- **Supplied material**
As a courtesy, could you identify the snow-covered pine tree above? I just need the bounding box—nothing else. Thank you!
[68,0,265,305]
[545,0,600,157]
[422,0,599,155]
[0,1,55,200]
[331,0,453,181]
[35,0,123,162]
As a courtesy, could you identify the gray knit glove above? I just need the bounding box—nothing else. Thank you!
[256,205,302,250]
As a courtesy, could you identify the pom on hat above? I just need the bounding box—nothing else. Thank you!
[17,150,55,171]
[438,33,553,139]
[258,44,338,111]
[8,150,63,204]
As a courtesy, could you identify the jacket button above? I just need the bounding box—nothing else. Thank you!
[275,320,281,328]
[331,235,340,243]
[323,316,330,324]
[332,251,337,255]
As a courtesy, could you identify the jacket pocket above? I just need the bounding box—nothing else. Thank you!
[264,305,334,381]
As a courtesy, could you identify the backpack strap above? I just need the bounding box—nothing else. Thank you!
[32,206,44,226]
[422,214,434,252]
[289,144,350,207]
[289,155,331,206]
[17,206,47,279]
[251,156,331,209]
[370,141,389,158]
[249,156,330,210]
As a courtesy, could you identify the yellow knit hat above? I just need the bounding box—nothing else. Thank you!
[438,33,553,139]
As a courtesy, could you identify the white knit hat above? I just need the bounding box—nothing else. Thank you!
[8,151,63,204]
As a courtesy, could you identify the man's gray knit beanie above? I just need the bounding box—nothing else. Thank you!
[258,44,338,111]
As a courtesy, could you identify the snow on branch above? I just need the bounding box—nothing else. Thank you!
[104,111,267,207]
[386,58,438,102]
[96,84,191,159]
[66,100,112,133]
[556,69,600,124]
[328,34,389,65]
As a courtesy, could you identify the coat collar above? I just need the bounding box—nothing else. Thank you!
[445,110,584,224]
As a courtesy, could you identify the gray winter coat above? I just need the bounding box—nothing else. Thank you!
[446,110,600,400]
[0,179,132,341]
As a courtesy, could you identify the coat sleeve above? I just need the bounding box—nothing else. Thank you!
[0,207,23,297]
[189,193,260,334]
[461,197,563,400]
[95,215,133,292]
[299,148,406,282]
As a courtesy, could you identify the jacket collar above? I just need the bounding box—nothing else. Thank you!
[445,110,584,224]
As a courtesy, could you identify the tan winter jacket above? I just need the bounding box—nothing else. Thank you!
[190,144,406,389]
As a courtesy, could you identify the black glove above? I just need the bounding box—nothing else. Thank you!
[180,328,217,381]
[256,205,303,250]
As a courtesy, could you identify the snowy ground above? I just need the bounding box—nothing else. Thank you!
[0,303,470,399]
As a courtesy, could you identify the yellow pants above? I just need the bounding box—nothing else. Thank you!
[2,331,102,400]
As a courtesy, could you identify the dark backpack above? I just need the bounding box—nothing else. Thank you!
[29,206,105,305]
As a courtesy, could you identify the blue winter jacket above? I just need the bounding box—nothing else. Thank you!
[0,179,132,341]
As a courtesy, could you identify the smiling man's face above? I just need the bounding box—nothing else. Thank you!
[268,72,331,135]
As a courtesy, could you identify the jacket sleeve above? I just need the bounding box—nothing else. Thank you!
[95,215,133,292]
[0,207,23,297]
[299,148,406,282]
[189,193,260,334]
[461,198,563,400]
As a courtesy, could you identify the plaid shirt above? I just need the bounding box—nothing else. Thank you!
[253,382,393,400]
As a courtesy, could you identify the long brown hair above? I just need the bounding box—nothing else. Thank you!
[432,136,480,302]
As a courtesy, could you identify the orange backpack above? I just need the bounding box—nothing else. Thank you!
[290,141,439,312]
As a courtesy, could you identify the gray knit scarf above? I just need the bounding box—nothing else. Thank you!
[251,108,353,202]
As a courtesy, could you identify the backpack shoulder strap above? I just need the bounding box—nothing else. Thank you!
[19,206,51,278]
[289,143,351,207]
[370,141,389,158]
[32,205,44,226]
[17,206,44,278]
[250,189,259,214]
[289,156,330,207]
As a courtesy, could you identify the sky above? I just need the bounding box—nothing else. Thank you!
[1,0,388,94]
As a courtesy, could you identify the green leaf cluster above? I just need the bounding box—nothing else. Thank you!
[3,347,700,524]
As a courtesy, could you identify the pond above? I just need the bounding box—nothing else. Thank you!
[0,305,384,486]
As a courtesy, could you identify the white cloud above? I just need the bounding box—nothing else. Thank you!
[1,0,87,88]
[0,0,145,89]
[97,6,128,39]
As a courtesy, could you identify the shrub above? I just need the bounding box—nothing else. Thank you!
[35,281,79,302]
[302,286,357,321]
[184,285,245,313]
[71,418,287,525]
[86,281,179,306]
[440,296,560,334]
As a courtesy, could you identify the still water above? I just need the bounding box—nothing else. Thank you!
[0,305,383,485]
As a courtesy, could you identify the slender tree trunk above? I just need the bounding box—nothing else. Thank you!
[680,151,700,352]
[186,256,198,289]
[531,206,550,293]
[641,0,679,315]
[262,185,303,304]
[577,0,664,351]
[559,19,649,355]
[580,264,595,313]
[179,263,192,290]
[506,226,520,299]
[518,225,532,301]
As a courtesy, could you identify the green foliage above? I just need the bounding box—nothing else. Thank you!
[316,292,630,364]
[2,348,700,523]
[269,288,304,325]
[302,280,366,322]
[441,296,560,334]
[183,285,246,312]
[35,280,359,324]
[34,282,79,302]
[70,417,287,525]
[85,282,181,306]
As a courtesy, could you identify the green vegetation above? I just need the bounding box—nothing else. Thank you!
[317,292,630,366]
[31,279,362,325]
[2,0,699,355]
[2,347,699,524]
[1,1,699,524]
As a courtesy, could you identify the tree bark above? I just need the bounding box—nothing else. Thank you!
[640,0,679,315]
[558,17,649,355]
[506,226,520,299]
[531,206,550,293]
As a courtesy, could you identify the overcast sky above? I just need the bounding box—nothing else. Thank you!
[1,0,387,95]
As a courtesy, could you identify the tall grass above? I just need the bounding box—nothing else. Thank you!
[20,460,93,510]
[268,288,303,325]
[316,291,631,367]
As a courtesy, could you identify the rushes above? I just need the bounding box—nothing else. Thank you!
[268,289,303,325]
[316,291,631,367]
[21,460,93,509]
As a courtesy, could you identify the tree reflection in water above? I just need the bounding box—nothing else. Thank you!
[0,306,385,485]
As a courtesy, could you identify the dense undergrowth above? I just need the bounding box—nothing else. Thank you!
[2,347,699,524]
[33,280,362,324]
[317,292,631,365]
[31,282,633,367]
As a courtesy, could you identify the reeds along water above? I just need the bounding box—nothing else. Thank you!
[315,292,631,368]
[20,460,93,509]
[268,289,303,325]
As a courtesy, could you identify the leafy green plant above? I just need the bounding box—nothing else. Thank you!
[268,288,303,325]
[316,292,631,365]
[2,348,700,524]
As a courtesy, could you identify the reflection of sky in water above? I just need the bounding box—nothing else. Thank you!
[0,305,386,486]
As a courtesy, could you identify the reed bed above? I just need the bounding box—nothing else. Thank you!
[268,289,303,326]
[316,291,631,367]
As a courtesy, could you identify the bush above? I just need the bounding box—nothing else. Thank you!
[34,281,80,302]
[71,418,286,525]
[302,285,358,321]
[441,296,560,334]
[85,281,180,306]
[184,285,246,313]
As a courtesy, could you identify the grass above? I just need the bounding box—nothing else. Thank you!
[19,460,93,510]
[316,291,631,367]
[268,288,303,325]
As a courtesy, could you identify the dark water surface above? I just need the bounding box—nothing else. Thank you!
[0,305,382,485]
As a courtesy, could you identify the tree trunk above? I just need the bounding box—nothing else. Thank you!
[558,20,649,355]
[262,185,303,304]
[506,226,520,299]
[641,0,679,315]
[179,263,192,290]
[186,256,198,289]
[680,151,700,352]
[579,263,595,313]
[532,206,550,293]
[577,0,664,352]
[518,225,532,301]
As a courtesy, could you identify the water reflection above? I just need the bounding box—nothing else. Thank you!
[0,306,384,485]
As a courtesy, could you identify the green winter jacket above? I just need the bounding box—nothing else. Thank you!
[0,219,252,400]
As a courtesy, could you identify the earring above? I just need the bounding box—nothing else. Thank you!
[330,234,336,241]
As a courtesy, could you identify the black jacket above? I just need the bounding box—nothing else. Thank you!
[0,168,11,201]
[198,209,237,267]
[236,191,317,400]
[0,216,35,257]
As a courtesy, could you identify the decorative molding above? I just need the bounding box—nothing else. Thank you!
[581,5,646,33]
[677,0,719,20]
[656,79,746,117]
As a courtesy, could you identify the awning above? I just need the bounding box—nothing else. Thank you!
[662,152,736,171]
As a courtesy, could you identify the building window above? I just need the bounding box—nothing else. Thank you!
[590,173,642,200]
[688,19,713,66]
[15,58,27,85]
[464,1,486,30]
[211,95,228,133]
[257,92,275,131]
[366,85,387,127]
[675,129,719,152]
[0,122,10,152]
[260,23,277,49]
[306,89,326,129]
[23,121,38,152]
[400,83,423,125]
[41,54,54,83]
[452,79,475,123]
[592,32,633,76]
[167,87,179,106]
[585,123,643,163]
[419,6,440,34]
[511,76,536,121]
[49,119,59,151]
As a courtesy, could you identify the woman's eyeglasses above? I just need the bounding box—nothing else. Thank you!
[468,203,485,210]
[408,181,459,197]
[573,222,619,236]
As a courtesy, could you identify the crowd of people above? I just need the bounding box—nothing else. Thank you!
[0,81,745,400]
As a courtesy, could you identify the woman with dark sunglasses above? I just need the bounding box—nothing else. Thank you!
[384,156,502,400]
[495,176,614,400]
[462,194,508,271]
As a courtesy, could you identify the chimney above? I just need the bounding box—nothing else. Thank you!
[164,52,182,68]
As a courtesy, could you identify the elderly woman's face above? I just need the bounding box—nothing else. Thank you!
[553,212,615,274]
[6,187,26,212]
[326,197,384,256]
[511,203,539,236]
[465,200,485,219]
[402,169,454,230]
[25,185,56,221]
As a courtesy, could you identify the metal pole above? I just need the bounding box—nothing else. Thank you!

- **Exercise details**
Up to and including the last line above, starting with the line that contains "As a courtesy, could you identify the crowd", return each line exactly and nothing else.

- **Problem solution**
As a courtesy, could you identify the crowd of people above? I just need the bounding box—nothing else. Thank you!
[0,81,745,400]
As a courtesy, could you identify the woman with dark sunglasses above? I just need the bounding box—nothing else. Thank you!
[384,156,502,400]
[495,176,614,400]
[462,194,508,271]
As a courtesy, could you identify the chimney above? I just need the bounding box—nothing else. Thank you!
[164,52,182,68]
As a courtesy, could you identify the elderly woman's face above? I just need the bounding box—nothing else. Thank you!
[553,212,615,274]
[6,187,26,212]
[326,197,384,256]
[511,203,539,236]
[465,200,485,219]
[402,169,454,230]
[25,185,56,221]
As a courtesy, could you identify the metal pole above? I just need the bounding box—nothing else. Thank you!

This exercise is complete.